» EXCERPTED TEXT

= Beginning of Section =

I've studied under Nobel Laureates, hung out with the great Hank Aaron, and beaten a pair of KGB sharpshooters at a shooting contest. I've stood on the bank of the Columbia River taking in the same view of the Pacific as my eternal hero Meriwether Lewis. I've dined on champagne and caviar until I couldn't stand another bite, and I've satisfied every bleeding heart's wildest dream by giving hope to legions of the hopeless. In other words, I don't just feel fulfilled. I feel that I've lived more in 41 years than most do in double that. Since my diagnosis I've made one hell of a silk purse from the sow's ear I got handed, and I'm damn proud of it.

Death can also be tragic when someone dies without friends. When Lou Gehrig retired from the Yankees he said he felt like the luckiest man on earth. At a moment like that you might think he should have said the unluckiest, but he was talking about how fortunate he felt to be surrounded by devoted family, friends and fans. In the same way I have been lucky all my life, not just when I needed to be. When I first understood that my life would be shorter than I expected, I felt all the shock and depression you might imagine. And were it not for you I might still be drowning in despair. Of course we all knew the odds of finding my miracle cure in the nick of time were infinitesimally small, but nevertheless you were there for me, and I cherish that.

Those of you who know me best know that in matters of spirituality, I am a thoroughly secular humanist who believes that to build meaning in life one must bring out the best in others so everyone can have the best that life has to offer. Does that not sound like the most ridiculous bit of Pollyanna nonsense you ever heard? Well, you are the ones who financed the building of Extra Hands which brought out the best in young people so people like me can still have the best in life. Sure, it's dreamy. It's bright shiny things on gossamer wings. But it worked thanks to you.

In the last few years I have often felt I could never repay the generosity and affection you have given me. But I have some thoughts to share with you today that, I hope, even the scales a little. First among them is the secret to achieving the peace you've helped me find. In the hopefully distant future when your time comes you'll want to feel ready, as I do. You'll want your life to have meant something. Building meaning in your life is no simple feat you can achieve in an afternoon. Maybe you'll do it by raising great children. Maybe you'll do it by serving God. Maybe you'll save the whales, or join the Peace Corps, or fund a scholarship, or ask what you can do for your country. No matter what you find fulfilling, don't wait until you're in a life crisis to do it. Get started building meaning in your life the minute you leave here and keep doing it the rest of your days.

= End of Section =

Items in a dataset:
= Beginning of Section =

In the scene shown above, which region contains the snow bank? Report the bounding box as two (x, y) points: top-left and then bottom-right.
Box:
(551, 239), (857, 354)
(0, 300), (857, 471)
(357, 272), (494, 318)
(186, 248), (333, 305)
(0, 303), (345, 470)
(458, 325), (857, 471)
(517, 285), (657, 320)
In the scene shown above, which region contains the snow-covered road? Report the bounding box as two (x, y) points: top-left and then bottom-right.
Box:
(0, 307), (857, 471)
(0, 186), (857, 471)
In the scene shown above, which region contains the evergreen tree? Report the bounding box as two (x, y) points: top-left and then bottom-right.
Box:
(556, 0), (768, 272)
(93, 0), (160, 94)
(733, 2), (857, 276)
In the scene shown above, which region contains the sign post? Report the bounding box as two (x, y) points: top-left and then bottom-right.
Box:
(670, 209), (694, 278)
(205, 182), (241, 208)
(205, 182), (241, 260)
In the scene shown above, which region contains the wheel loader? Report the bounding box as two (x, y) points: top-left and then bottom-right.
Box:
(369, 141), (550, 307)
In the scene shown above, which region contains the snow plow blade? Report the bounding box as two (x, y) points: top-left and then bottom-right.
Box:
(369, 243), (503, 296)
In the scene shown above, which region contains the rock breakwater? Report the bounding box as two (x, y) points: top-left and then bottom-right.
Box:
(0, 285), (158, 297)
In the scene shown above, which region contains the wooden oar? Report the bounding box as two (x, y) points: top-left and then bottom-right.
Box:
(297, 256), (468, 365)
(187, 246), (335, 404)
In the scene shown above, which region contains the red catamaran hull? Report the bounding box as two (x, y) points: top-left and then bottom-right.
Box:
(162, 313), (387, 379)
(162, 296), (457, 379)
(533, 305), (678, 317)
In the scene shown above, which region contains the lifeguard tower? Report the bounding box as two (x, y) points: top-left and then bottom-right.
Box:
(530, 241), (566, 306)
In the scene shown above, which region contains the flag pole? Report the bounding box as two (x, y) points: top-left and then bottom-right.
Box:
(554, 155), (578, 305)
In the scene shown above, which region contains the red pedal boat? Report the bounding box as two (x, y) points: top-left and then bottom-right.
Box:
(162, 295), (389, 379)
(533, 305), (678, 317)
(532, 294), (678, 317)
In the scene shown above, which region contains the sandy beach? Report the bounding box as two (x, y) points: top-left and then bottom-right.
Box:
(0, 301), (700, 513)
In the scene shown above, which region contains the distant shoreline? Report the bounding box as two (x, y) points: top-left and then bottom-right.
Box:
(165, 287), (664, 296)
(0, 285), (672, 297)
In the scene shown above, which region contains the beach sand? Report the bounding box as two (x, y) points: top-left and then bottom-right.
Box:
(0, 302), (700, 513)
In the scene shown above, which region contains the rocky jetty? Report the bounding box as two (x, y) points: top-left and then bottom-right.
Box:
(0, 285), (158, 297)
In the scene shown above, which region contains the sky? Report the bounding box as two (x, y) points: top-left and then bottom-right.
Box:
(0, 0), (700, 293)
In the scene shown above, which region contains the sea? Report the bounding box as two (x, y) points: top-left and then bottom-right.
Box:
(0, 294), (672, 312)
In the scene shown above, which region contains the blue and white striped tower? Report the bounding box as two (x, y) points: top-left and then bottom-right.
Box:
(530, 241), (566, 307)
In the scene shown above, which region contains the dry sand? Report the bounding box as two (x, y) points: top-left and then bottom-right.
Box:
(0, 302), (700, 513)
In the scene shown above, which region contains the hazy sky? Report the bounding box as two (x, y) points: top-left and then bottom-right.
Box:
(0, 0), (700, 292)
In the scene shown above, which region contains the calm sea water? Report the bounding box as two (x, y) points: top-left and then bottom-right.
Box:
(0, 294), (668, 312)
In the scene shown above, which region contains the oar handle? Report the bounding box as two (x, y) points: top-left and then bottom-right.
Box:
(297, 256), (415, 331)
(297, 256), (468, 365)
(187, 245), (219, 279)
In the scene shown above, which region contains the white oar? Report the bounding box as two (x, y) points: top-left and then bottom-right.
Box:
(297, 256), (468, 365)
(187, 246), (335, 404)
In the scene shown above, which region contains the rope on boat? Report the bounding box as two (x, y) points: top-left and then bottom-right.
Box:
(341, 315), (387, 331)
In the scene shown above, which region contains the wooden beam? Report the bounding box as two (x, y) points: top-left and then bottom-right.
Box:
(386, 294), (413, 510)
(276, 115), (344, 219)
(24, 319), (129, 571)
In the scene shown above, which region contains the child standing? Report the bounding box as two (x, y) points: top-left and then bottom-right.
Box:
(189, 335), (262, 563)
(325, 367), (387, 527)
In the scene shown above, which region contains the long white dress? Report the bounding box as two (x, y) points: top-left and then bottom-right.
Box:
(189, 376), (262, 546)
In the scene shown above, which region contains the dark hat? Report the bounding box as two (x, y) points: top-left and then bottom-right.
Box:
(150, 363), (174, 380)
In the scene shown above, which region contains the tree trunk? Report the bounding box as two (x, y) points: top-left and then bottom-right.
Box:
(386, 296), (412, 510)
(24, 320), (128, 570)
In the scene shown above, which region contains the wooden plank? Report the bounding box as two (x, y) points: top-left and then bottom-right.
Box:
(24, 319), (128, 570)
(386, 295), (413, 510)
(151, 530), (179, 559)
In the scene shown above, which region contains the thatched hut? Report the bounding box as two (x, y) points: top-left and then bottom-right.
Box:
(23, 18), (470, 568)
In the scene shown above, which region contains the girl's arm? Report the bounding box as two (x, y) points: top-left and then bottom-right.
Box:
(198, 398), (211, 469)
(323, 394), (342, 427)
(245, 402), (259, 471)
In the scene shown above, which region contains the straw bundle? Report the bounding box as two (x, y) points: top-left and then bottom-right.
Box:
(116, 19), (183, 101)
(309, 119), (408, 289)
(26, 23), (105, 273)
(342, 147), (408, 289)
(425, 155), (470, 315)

= End of Section =

» EXERCISE TASKS
• A. List every way of building meaning in life that the farewell speech offers in its "Maybe you'll..." sentences.
• B. Extend the farewell speech from its final sentence, keeping its voice and its list of thoughts for the audience.
The lines are separate material and have no connection to the farewell speech.

» RESPONSES FOR EACH TASK
• A.
- Raising great children
- Serving God
- Saving the whales
- Joining the Peace Corps
- Funding a scholarship
- Asking what you can do for your country

• B.
Second, connect with people around you, not just your families and friends but also those in your community. Our connections with other people are all we have that are worth anything, and the only things we can take with us when our time comes. For me nothing feels as good as when strangers ask how I've addressed some problem arising from ALS.

Maybe they got my email off my website or a patients' chatroom. Maybe they're in pain. Maybe they're lonely from being homebound. I'm just as needy as anyone writing me but it makes me feel a mile high to share a few tips. I daydream about the impact I could make if I could magically get out of my chair and fly around visiting others to chat about our issues. I'll grant that it's not the sexiest fantasy ever but it works for me. I promise something like it will work for you too.

And third, when someone dies in middle age I think it's a message in bright, blinking lights that life is fragile and fleeting. Your time, every moment, is unfathomably precious. Yet, during rush hour when you're stuck in traffic on the way to a job you don't love, you could squander it so easily. It would give me great satisfaction if I could give you back an enduring awareness that your time is something to be treasured, never just passed. I challenge you not to waste another second, and I wish you well knowing the time I spent with you was time well spent.